PASSAGE TO READ:
++++++++

We started supplementing with formula, but she still lost over 10% of her body weight in less than 24 hours.
So we added a little more formula.
We did this for the first two weeks, then sometime in the third week, my mom came to my house to stay with us for a few days.
She saw that it was a painful, tearful experience for both of us and simply asked, “Why do you want to breastfeed?”
“Because it’s supposed to be the best thing for her, and the bonding, and, I don’t know.”
“Was this the kind of bonding that you had envisioned?”
“No.”
“Then it’s ok to stop.”
That was all I needed, for someone to tell me that it was alright to stop.
Eddie knew how much I wanted to do it and he saw how determined I was, so he didn’t want to discourage me.
When we had a follow-up call from one of the lactation consultants a few weeks later, she said the same thing. She knew I probably wouldn’t be able to do it, but didn’t want to discourage me.
I wish I would have stopped sooner.
It’s ok to stop.
Sometimes it’s actually better to stop.
I will try again when this baby comes, but now I know that I’m not less of a mother if I give my baby formula.
It would be nice to know the pleasant side, the bonding side, the much much cheaper side, but hey… formula is convenient and it means daddy can handle just as many middle of the night feedings đŸ˜‰
Thing is, we don’t live 200 years ago. We live right now. And there is a reason formula exists too.
This isn’t the first time I’ve published a boob-related post, they’re usually just a little more light-hearted. Linking my (and my readers!) favorites below.
I told you about the time a priest saw me naked.
I told you about the time my mom got stuck in a mammogram machine.

++++++++

SUPPLIED INFORMATION:
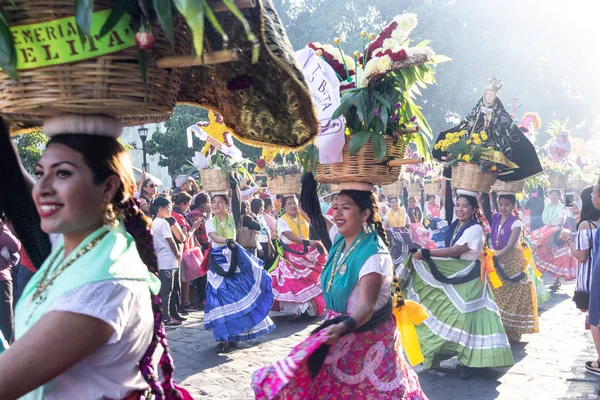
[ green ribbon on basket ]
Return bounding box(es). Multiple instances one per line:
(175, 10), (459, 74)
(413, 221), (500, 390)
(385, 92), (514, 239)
(2, 10), (135, 70)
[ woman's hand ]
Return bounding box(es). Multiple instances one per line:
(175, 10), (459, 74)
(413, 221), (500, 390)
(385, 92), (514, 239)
(326, 323), (346, 345)
(413, 249), (423, 260)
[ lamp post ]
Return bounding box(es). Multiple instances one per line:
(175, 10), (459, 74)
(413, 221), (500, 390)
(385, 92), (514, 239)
(138, 125), (148, 172)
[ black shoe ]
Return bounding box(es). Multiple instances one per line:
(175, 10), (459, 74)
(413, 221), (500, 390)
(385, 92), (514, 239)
(217, 342), (229, 353)
(171, 314), (187, 321)
(458, 365), (473, 380)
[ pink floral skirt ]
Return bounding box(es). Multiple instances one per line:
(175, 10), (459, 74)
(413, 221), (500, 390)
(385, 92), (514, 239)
(252, 316), (427, 400)
(530, 226), (577, 280)
(270, 244), (327, 316)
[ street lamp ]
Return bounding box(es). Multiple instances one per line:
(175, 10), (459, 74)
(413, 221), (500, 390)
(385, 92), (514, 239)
(138, 125), (148, 172)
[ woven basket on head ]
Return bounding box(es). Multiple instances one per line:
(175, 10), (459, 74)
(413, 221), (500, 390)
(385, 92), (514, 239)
(451, 162), (498, 193)
(269, 174), (302, 195)
(548, 172), (567, 189)
(0, 0), (190, 126)
(425, 182), (442, 196)
(381, 181), (404, 197)
(200, 169), (231, 193)
(406, 183), (422, 197)
(492, 180), (525, 194)
(567, 179), (590, 190)
(316, 136), (406, 185)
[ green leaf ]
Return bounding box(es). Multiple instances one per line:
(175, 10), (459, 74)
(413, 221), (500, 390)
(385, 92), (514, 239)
(173, 0), (204, 57)
(0, 9), (19, 80)
(348, 131), (372, 156)
(75, 0), (94, 36)
(220, 0), (260, 64)
(204, 3), (229, 49)
(373, 134), (386, 161)
(373, 92), (392, 110)
(100, 1), (126, 38)
(154, 0), (175, 46)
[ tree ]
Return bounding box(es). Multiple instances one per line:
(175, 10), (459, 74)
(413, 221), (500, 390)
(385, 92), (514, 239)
(146, 106), (208, 176)
(13, 131), (48, 174)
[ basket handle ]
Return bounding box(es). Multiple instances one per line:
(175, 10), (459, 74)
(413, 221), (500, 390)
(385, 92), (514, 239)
(208, 0), (256, 12)
(156, 49), (242, 69)
(385, 157), (425, 167)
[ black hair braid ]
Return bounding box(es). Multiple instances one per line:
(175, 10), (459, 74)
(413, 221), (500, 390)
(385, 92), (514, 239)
(0, 118), (52, 269)
(117, 199), (181, 400)
(300, 172), (332, 251)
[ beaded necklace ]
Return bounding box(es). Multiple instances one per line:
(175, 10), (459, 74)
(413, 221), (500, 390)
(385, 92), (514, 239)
(327, 232), (367, 292)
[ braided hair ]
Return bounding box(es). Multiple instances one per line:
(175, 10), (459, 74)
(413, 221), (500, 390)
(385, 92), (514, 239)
(0, 118), (52, 268)
(339, 190), (390, 247)
(48, 134), (181, 400)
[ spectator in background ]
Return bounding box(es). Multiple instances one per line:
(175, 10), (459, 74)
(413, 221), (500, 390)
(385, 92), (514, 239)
(152, 197), (181, 327)
(139, 179), (158, 216)
(525, 192), (544, 232)
(0, 219), (21, 343)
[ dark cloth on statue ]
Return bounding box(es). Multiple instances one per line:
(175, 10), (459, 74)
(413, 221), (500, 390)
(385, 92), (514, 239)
(432, 98), (543, 182)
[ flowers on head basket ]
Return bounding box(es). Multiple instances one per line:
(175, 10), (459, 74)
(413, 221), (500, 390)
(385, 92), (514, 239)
(308, 14), (448, 185)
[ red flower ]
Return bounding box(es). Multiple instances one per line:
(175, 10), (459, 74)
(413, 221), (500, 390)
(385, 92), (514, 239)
(135, 32), (155, 50)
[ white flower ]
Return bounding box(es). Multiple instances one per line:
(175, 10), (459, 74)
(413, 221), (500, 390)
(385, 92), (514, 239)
(377, 56), (392, 74)
(394, 13), (418, 33)
(381, 39), (398, 50)
(192, 151), (208, 170)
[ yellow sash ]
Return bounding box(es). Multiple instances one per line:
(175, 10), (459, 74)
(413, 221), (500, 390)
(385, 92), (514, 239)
(281, 214), (310, 239)
(386, 208), (406, 228)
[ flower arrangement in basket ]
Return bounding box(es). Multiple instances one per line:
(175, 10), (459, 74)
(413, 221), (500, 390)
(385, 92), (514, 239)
(434, 130), (510, 193)
(308, 14), (449, 184)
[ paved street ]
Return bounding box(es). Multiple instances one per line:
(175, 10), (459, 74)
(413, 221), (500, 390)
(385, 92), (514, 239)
(168, 277), (600, 400)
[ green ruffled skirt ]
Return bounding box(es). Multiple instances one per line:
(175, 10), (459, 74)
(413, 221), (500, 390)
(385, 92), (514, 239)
(397, 258), (514, 368)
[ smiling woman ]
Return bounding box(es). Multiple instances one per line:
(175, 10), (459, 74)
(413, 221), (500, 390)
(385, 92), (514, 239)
(0, 116), (188, 399)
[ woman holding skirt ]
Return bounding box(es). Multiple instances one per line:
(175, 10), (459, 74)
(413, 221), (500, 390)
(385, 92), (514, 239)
(491, 195), (539, 342)
(397, 194), (514, 378)
(270, 195), (327, 319)
(204, 194), (275, 352)
(252, 189), (426, 400)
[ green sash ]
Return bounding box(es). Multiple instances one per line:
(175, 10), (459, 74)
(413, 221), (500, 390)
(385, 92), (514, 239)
(15, 223), (160, 400)
(321, 232), (389, 313)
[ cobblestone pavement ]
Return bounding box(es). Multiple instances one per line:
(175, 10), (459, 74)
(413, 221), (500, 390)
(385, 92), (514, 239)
(167, 277), (600, 400)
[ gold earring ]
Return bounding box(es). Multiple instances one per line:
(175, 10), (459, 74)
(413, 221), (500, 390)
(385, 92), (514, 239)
(102, 203), (119, 231)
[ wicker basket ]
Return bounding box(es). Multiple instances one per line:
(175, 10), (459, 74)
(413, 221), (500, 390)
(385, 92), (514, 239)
(451, 162), (498, 193)
(406, 183), (423, 197)
(200, 169), (231, 193)
(0, 0), (190, 126)
(567, 179), (590, 190)
(425, 182), (442, 196)
(316, 135), (406, 185)
(269, 174), (302, 195)
(492, 180), (525, 194)
(381, 181), (404, 197)
(548, 172), (567, 189)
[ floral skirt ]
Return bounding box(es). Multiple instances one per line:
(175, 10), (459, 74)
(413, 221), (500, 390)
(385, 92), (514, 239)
(492, 248), (539, 341)
(252, 316), (427, 400)
(269, 244), (327, 316)
(531, 226), (577, 280)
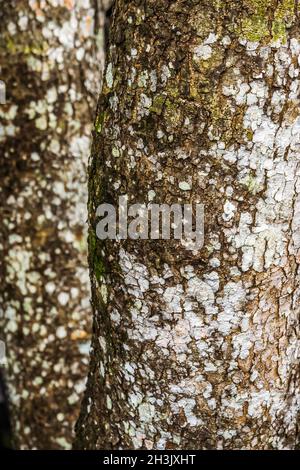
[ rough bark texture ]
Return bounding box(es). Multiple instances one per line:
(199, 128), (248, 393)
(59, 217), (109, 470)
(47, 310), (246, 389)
(76, 0), (300, 449)
(0, 0), (104, 449)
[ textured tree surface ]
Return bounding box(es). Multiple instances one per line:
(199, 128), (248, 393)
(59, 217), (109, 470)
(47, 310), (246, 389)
(76, 0), (300, 450)
(0, 0), (107, 449)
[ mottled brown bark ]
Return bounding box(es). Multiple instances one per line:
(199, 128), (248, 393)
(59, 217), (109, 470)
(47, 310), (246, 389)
(0, 0), (108, 449)
(76, 0), (300, 450)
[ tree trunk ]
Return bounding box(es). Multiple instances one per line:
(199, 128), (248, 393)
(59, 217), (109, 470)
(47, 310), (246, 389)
(76, 0), (300, 450)
(0, 0), (104, 449)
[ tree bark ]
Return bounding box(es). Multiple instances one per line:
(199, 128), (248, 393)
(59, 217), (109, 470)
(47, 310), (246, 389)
(76, 0), (300, 450)
(0, 0), (104, 449)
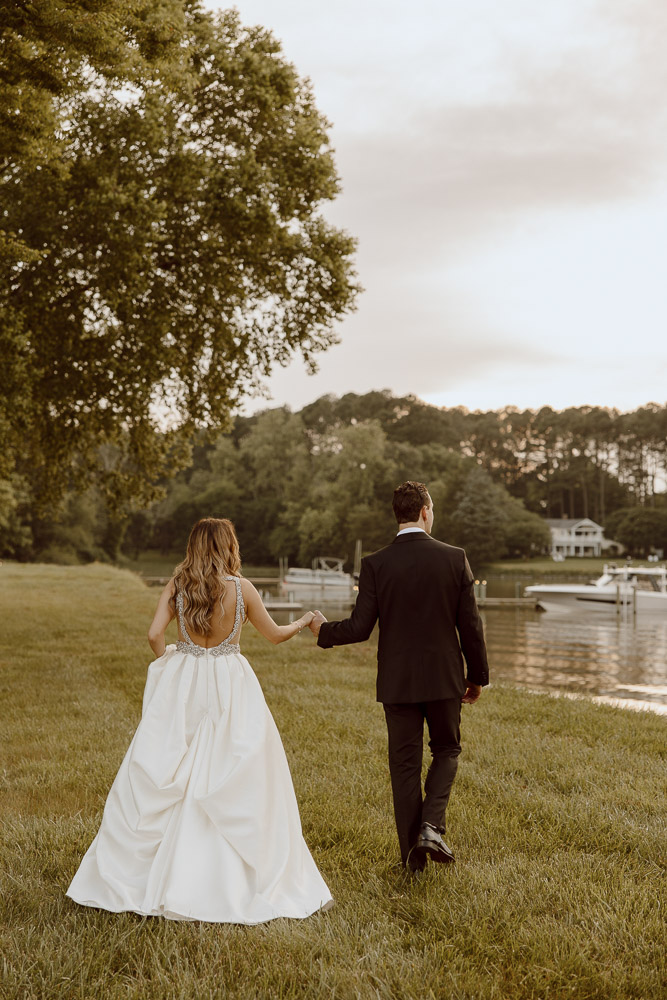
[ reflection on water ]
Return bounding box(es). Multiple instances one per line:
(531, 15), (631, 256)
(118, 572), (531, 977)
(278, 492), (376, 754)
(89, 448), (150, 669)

++++++++

EXPLORE THE MATERIAL:
A: From the post about breastfeeding, return word for word the part that opens with the words containing "It would be" and closes with "a mammogram machine.".
B: In the post about breastfeeding, which sides of breastfeeding does the writer say it would be nice to know? List each one.
C: Write what comes next in the post about breastfeeding, starting after its last sentence.

RESPONSES IN ORDER:
A:
It would be nice to know the pleasant side, the bonding side, the much much cheaper side, but hey… formula is convenient and it means daddy can handle just as many middle of the night feedings đŸ˜‰
Thing is, we don’t live 200 years ago. We live right now. And there is a reason formula exists too.
This isn’t the first time I’ve published a boob-related post, they’re usually just a little more light-hearted. Linking my (and my readers!) favorites below.
I told you about the time a priest saw me naked.
I told you about the time my mom got stuck in a mammogram machine.

B:
the pleasant side
the bonding side
the much much cheaper side

C:
I wrote a letter to Santa asking for a breast reduction.
I told you about the time my mom humiliated me when I was fifteen because she made me take off my bra and give it to my sister.




i am sorry you had such a sour experience! maybe the next one will be different? i didn’t have trouble with mine in the beginning, but my supply started waning for no reason around 4mo. i tried some herbal stuff but I knew i couldn’t do that forever. i eventually started supplementing with formula, then by 6mo i was completely dry. i had intended on going for longer but–in a different way–i also had to accept that my body was doing it’s own thing and that i would have to change my expectations of myself.
Hey. I have a BFF who was a state lactation consultant. We were having a discussion a while back and I remembered an article that I read about a pair of OB/GYNs (who are Mommies) that started a Lactation Cookies business locally. http://www.milkin-cookies.com/
I know you are in PA but instead of buying them from one of the many sites out there. Bake a batch for yourself in your beautiful kitchen *loved it*. They are wholesome and nutritious and your little ones would probably like them also.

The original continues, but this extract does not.